SELECTED PASSAGE ▸
===============
Let's talk about like the controversial finale.
Like the cut to black and Sopranos is a famous controversial finale.
Some people felt like it really worked and some people felt totally jilted that we don't get a definitive answer about what happened to Tony.
and his family.
And then like the Seinfeld finale,
like in retrospect, I think has like maybe grown in people's esteem,
but in the way that it sort of made the subtext of the show text
and kind of rubbed everyone's face in it,
felt really shitty at the time.
Yeah.
And I can kind of put myself in the seat of a viewer who, unlike us,
made time for this show week and week out,
set aside whatever else they would have been doing
on Wednesday night and watched Star Trek Enterprise on UPN
and then got to this and it was like,
why is this about this other show?
Like, I like that show, but that's not the show I'm watching.
Yeah.
I can totally fucking jive with that being a shitty feeling
in that moment.
I think all good things cast
such a long shadow over the entire franchise.
And television in general.
It is like one of the all-time great landings of a plane.
I think if the finale of Star Trek The Next Generation was Jim Kirk watching,
like in a weird like reversal of the story we got here.
I know that doesn't make any sense.
It's like a sci-fi TV show that he watches.
That's what I'm saying.
Like there's no way to do it.
the way, like, because of the differences in time, like, in quite that way. But, like, my point is,
like, make the perspective being an outsider in this universe looking in on it as being the sort of
cop-out that many people who just like the finale describe it as. Like, if maybe all good things
didn't exist, does that raise all other boats in terms of Star Trek finalies?
I think it would have to.
Yeah.
What you're saying also kind of puts me in mind of the Terra Prime arc,
which is kind of unusual in the second version of Star Trek Enterprise that we're talking about.
Like, the Zindi arc is one entire season plus some Nazi shit at the beginning of the next season.
Right.
But then there's like a bunch of little arcs in season four.
And Terra Prime is one of the few.
little arcs that is only two episodes.
And that feels like, in many ways, a show talking about the end, you know, like talking about
the thing that they would have been writing toward over the next three seasons if the show
hadn't been canceled.
Yeah.
But I think that would have also felt kind of bad because it's so much about Peter Weller
and like the dark, horrible side of humanity.
The side of humanity that Star Trek is so refreshing
because we look away from it so often
and toward the part of ourselves that we aspire to be the most like.
===============
DATASET CONTENT ▸

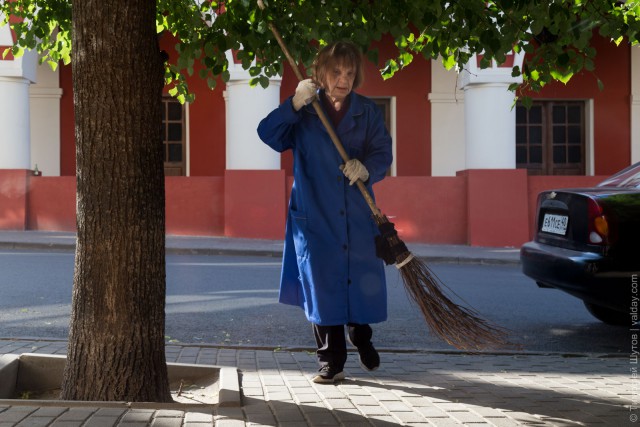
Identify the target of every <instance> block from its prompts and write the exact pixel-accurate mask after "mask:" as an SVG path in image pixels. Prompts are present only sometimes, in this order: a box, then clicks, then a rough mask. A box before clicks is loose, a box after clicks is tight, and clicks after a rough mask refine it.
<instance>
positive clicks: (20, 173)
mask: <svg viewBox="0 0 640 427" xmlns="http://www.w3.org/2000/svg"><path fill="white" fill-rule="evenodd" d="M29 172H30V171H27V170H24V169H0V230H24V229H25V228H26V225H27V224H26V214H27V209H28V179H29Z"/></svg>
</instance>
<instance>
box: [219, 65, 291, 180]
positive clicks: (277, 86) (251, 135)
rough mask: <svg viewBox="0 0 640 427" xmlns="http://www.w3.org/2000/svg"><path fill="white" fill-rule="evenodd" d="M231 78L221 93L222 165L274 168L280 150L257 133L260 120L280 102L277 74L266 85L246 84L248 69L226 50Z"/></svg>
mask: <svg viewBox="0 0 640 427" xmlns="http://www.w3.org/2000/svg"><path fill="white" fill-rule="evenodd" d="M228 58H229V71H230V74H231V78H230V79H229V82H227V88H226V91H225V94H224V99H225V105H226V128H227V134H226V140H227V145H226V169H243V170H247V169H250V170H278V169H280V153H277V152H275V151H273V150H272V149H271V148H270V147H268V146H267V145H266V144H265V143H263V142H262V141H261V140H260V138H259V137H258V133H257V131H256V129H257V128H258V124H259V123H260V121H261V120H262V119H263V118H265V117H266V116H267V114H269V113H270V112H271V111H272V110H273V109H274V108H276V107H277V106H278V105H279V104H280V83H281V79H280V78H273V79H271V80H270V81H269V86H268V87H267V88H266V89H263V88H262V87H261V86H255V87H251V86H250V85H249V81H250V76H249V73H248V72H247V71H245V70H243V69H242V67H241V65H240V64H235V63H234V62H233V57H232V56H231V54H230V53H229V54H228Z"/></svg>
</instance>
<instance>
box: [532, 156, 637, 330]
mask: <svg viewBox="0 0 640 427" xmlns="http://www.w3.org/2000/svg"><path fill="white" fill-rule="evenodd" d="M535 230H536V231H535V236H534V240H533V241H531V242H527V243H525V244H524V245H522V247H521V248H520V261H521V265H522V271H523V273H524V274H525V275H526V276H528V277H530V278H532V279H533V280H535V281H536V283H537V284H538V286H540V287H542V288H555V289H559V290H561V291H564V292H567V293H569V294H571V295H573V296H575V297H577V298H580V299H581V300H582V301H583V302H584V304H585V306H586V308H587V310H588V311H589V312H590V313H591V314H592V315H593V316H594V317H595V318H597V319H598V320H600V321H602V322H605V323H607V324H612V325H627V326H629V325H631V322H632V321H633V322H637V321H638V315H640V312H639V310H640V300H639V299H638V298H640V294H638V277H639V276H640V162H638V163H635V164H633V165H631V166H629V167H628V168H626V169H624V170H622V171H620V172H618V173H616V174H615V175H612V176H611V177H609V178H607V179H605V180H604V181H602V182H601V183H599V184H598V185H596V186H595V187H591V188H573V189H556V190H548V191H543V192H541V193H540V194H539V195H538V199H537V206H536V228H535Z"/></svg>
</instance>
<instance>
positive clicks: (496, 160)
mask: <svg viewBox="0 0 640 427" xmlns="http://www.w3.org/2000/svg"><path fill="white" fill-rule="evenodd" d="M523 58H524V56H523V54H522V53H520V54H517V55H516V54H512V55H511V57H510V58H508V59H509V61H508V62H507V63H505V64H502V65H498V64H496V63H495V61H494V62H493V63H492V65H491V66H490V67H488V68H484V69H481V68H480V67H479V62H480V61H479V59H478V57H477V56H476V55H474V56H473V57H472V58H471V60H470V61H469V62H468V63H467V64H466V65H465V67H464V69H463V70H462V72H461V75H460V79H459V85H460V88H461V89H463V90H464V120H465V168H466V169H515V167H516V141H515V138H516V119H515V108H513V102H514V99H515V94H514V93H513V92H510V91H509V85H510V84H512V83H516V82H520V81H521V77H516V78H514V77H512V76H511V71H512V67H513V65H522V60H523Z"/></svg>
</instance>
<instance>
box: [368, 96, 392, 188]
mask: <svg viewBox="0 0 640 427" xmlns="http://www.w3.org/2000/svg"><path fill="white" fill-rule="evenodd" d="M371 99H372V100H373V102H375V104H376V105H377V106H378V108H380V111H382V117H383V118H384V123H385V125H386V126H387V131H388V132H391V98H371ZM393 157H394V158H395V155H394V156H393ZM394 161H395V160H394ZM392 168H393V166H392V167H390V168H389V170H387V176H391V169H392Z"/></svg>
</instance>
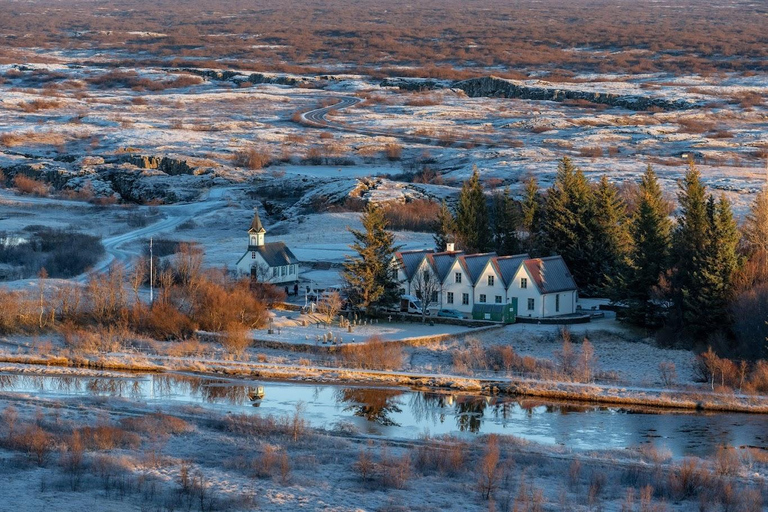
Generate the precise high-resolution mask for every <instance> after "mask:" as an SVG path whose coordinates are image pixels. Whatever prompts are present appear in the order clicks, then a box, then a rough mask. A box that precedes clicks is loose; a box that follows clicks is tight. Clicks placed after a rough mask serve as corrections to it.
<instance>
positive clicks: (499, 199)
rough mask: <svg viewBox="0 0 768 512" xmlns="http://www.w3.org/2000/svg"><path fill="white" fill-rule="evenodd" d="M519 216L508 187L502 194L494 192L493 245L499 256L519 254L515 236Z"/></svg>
===============
TASK LIST ▸
- 1) Answer these about the Star Trek finale conversation above the items:
(a) Which show's finale is described as a famous cut to black?
(b) On what night and on which network did viewers watch Star Trek Enterprise?
(c) How many episodes make up the Terra Prime arc?
- 2) Carry on the Star Trek finale conversation, picking up right after its last line.

PER-TASK OUTPUTS ▸
- 1)
(a) The Sopranos
(b) Wednesday night, on UPN
(c) Two

- 2)
The energy and themes of like,
especially the second half of the final season,
being what they are,
did have me craving a fifth season.
Yeah.
Even if it is a post-decommissioning of the ship season,
I really developed an affection for these characters.
Man, that's such an interesting idea, like a For All Mankind style, the next season is like 30 years later kind of energy.
I love that show, by the way.
For all of its incredible makeup work, in spite of that.
Oh, man, I got to get back into it.
I watched like season one and half of season two, and it got too spacey for my wife, and she was like, I don't want to watch this anymore.
I can't get her to watch any.
any of my spacey shit. I watched the first episode of Pluribus with her last night, and she turned to me
after it was over and said, I hate the way that made me feel. And I'm kind of mad that you put that on.
I was like, I didn't know what it was going to be about. You guys need to just watch TV in two separate rooms.
Yeah, yeah. I'm going to play Dungeons and Dragons tonight, and she's going to watch that Kennedy family show.
There you go. Yeah, you just have different TV tastes.
and that's fine.
That's fine.
We just need two TiVos.
Not that we're TiVo people.
Here's a related question I had
to the whole finale affecting
how people feel about the show that came before.
Does a show's theme song
have the power to affect
how folks feel about a show?
Both generally,
like to those folks
that don't really know much about Star Trek
and don't really watch it fanatically
and those that do.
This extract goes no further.